[Dataset excerpts]
----
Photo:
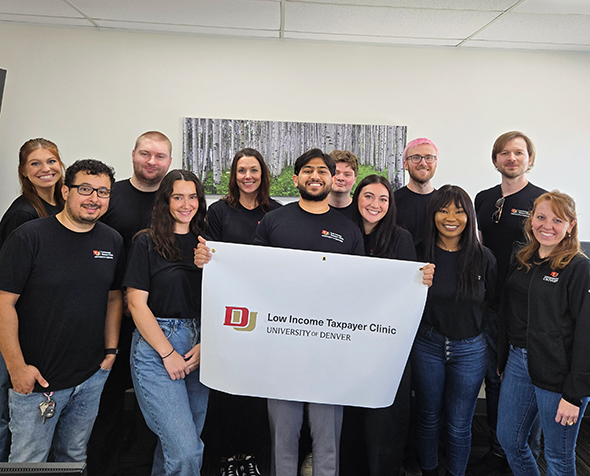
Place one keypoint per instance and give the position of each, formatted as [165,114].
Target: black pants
[373,439]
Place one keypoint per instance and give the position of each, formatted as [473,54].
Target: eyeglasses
[416,159]
[87,190]
[499,207]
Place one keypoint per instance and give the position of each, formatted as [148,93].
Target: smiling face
[450,222]
[373,203]
[42,169]
[151,160]
[548,228]
[513,160]
[184,203]
[314,181]
[344,179]
[248,175]
[421,172]
[85,210]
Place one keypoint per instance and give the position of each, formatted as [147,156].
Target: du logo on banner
[240,318]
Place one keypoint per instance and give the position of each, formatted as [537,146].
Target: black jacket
[558,334]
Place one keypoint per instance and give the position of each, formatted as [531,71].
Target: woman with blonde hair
[544,343]
[40,172]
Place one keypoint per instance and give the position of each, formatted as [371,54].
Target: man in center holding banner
[311,225]
[298,348]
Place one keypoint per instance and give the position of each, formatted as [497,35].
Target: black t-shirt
[292,227]
[235,225]
[346,211]
[462,318]
[130,210]
[516,305]
[19,212]
[500,237]
[411,211]
[174,287]
[403,249]
[63,279]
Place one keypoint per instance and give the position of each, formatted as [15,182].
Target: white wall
[94,92]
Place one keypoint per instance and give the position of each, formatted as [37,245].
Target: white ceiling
[513,24]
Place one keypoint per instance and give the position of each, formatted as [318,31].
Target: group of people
[507,303]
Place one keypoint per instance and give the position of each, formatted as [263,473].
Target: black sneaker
[229,466]
[490,464]
[248,466]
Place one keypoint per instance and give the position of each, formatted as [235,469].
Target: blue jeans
[447,377]
[69,429]
[493,382]
[4,431]
[521,402]
[173,409]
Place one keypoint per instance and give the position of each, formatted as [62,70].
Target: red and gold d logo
[240,318]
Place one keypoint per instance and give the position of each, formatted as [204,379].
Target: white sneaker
[306,466]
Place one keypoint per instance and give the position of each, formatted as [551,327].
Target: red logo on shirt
[240,318]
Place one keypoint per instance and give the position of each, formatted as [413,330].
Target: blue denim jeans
[69,429]
[492,388]
[447,377]
[521,403]
[4,431]
[174,410]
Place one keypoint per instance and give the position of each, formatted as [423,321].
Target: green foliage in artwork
[220,189]
[283,186]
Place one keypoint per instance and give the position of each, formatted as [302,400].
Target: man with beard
[501,212]
[309,224]
[347,168]
[60,314]
[130,211]
[411,201]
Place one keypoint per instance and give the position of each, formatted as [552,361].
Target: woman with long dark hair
[544,343]
[238,425]
[234,218]
[40,172]
[373,440]
[449,355]
[163,293]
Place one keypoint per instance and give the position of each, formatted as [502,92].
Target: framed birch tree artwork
[209,146]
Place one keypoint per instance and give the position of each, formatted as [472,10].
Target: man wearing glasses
[501,212]
[60,313]
[411,201]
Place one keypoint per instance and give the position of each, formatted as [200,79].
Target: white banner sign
[307,326]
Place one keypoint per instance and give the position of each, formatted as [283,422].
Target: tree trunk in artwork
[399,157]
[275,147]
[206,147]
[216,153]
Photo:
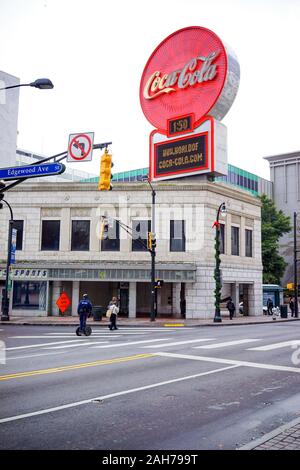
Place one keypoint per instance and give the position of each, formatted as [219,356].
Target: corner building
[59,247]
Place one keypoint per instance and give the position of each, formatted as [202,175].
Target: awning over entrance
[114,271]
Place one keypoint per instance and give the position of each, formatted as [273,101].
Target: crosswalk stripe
[178,343]
[116,345]
[75,345]
[270,347]
[38,345]
[226,344]
[220,360]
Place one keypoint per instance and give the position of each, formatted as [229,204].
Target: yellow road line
[54,370]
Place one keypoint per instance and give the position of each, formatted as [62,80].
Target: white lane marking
[44,344]
[229,361]
[178,343]
[121,328]
[75,345]
[59,337]
[269,347]
[113,395]
[130,343]
[226,344]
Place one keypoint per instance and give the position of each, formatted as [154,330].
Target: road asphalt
[138,388]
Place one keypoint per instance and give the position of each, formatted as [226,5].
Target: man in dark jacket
[84,310]
[292,306]
[270,306]
[231,307]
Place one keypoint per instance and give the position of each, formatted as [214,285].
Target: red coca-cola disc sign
[186,74]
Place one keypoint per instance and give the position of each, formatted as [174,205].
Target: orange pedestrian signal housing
[105,172]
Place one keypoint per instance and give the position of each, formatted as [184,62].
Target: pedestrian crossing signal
[105,172]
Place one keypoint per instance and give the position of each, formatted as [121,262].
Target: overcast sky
[95,51]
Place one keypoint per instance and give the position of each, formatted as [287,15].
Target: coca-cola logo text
[198,70]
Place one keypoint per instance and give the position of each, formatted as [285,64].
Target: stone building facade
[59,247]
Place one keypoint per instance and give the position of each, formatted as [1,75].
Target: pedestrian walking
[292,306]
[84,310]
[114,309]
[231,308]
[270,306]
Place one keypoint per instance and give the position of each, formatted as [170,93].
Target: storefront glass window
[111,239]
[235,241]
[50,235]
[18,225]
[80,235]
[177,235]
[30,295]
[140,229]
[248,240]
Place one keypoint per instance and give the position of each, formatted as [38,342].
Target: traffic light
[2,186]
[154,240]
[159,283]
[105,172]
[150,240]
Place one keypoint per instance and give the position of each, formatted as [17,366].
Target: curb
[270,435]
[167,323]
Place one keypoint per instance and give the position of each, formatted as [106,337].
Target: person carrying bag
[114,310]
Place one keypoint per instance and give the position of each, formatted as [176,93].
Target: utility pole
[5,304]
[295,266]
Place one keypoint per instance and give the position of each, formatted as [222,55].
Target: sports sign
[190,73]
[80,148]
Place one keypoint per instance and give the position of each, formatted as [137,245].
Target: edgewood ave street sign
[31,171]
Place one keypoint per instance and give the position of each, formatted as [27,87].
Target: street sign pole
[31,171]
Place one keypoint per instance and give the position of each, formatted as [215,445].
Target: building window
[80,240]
[30,295]
[19,225]
[235,241]
[248,241]
[111,239]
[222,239]
[140,229]
[177,235]
[50,235]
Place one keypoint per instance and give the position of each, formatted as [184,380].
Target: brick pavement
[145,321]
[286,437]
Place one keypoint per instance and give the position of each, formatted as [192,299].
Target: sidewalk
[286,437]
[145,321]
----
- What is needed: Without the pictures, give back the entries exactly.

- The completed task:
Photo:
Place one keypoint per instance and give the position of each, formatted as [165,114].
Target: black pants
[373,439]
Place one keypoint per instance and give the position of each, formatted as [473,54].
Target: eyeglasses
[416,159]
[87,190]
[499,207]
Place one keypoint per instance and give the position of each, formatted as [148,93].
Target: smiling face
[450,222]
[373,203]
[42,169]
[151,160]
[548,228]
[513,160]
[184,203]
[314,181]
[344,179]
[248,175]
[421,172]
[85,210]
Place one keypoint per instance and give the position of each, formatted as [147,156].
Target: du logo on banner
[240,318]
Place one keypoint per instance and give the position of each, formatted as [537,146].
Target: black jacket
[558,334]
Place one keypoint per instance and give the position of each, formatted as [531,71].
Target: woman with blonde hair
[544,343]
[40,172]
Place one keypoint per instance and give the position of each, formatted as [371,54].
Target: man in center holding banner
[311,225]
[298,348]
Place one keypoint per instance and give the position of each, formatted as [497,35].
Target: black t-shirt
[292,227]
[235,225]
[346,211]
[462,318]
[130,210]
[516,305]
[19,212]
[500,237]
[411,211]
[174,287]
[403,249]
[63,279]
Place one keypoint per instance and give the position of each, formatted as [15,182].
Target: white wall
[94,92]
Place one keypoint per instance and give the position of each, formatted as [37,245].
Target: white ceiling
[513,24]
Place one keypoint per instance and give the position of each, formatted as [318,31].
Target: group of people
[507,303]
Place one keypoint per instance and give the position of each, formatted as [263,473].
Target: black sneaker
[229,466]
[490,464]
[248,466]
Place one keypoint per instance and give the position of each, formatted as [235,469].
Target: blue jeans
[447,377]
[69,429]
[493,382]
[4,431]
[521,402]
[173,409]
Place one keypoint per instance and give the position of each, formatted as [62,70].
Target: red and gold d logo
[240,318]
Place one keypoint per instance and give the position of each, formatted as [204,379].
Target: white sneaker
[306,466]
Place one keypoint per instance and give the position of each, formatted as [551,327].
Target: red logo on shirt
[240,318]
Place one keypoint per instance and give the position of each, formatted as [413,330].
Target: blue denim jeans
[69,429]
[492,388]
[447,377]
[521,403]
[4,431]
[174,410]
Place one keypoint per instance and give the position of each, formatted as [423,321].
Target: green foliage in artwork
[220,189]
[283,186]
Place one keypoint per instance and give the position of each, formatted as [302,400].
Target: man with beard
[501,212]
[309,224]
[347,168]
[60,314]
[130,211]
[411,201]
Place one keypoint per instance and give the position of each, formatted as [552,361].
Target: woman with long dark hair
[544,343]
[238,425]
[234,218]
[40,172]
[373,440]
[449,355]
[163,293]
Place one keypoint per instance and give the position of each, formatted as [502,92].
Target: framed birch tree artwork
[209,146]
Place one keypoint per instance and give the position of each, formatted as [472,10].
Target: man wearing glasses
[501,212]
[60,313]
[411,201]
Place one keypoint per instance and give the position of each, formatted as [200,79].
Target: white banner sign
[307,326]
Place one keypoint per instance and give the position of each, formatted as [283,422].
Target: tree trunk in artwork
[399,157]
[275,147]
[206,147]
[216,153]
Photo:
Place one keypoint per instance and give the position of each, formatted as [219,356].
Target: corner building
[59,247]
Place one keypoint per instance and give the position of each, formatted as [202,175].
Target: awning over entrance
[114,271]
Place one keypoint per instance and give the position of each, formatted as [273,101].
Target: crosswalk stripe
[178,343]
[116,345]
[75,345]
[270,347]
[38,345]
[226,344]
[220,360]
Place one keypoint per instance and give the position of each, formatted as [229,204].
Target: yellow road line
[54,370]
Place one keypoint per instance and give the position of each, formatted as [62,80].
Target: white lane marking
[44,344]
[229,361]
[178,343]
[121,328]
[75,345]
[59,337]
[269,347]
[113,395]
[130,343]
[226,344]
Place one keypoint per instance and give the position of each, formatted as [154,330].
Target: road asphalt
[138,388]
Place one keypoint per instance and give the position of each, formatted as [226,5].
Target: man in dark jacket
[84,310]
[292,306]
[270,306]
[231,307]
Place one keypoint per instance and give the position of each, formatted as [214,285].
Target: red coca-cola disc sign
[186,74]
Place one keypoint per instance and give the position of each, formatted as [174,205].
Target: orange pedestrian signal housing
[105,172]
Place one keypoint per instance and give the position of each, formatted as [184,62].
Target: pedestrian crossing signal
[105,172]
Place one keypoint per instance and give the position of each, formatted as [121,262].
Target: overcast sky
[95,51]
Place one keypoint per instance and give the position of each, formatted as [287,15].
Target: coca-cola logo text
[198,70]
Place one keypoint per instance and give the position of each, formatted as [285,64].
Target: stone building facade
[59,247]
Place one keypoint per instance and give the position of each, formatted as [1,75].
Target: pedestrian walking
[292,306]
[84,310]
[114,309]
[231,308]
[270,306]
Place one keypoint per instance and give the position of each, formatted as [170,93].
Target: storefront glass window
[111,239]
[235,241]
[50,235]
[18,225]
[80,235]
[177,235]
[30,295]
[140,229]
[248,240]
Place one keypoint per instance and give the position of each, formatted as [38,342].
Target: traffic light
[2,186]
[154,240]
[159,283]
[105,172]
[150,240]
Place one keypoint per instance and give the position of each, formatted as [17,366].
Target: curb
[270,435]
[167,323]
Place one keypoint per instance and give the position of each, formatted as [106,337].
Target: person carrying bag
[114,310]
Place one keypoint per instance and give the position of each, formatted as [176,93].
Target: utility pole
[5,304]
[295,266]
Place one keypoint per instance and give the position of each, formatted as [222,55].
Target: sports sign
[190,73]
[80,148]
Place one keypoint per instance and give the position of each, formatted as [137,245].
Target: edgewood ave street sign
[31,171]
Place one keypoint per instance and give the position of each, formatted as [27,87].
Target: street sign pole
[31,171]
Place one keypoint per instance and give the position of each, formatted as [215,445].
Target: building window
[80,240]
[30,295]
[19,225]
[235,241]
[248,241]
[111,239]
[222,239]
[140,229]
[177,235]
[50,235]
Place one keypoint per instance and give the position of each, formatted as [184,380].
Target: brick pavement
[145,321]
[286,437]
Place one keypoint per instance and give the position of each, formatted as [192,299].
Target: sidewalk
[286,437]
[145,321]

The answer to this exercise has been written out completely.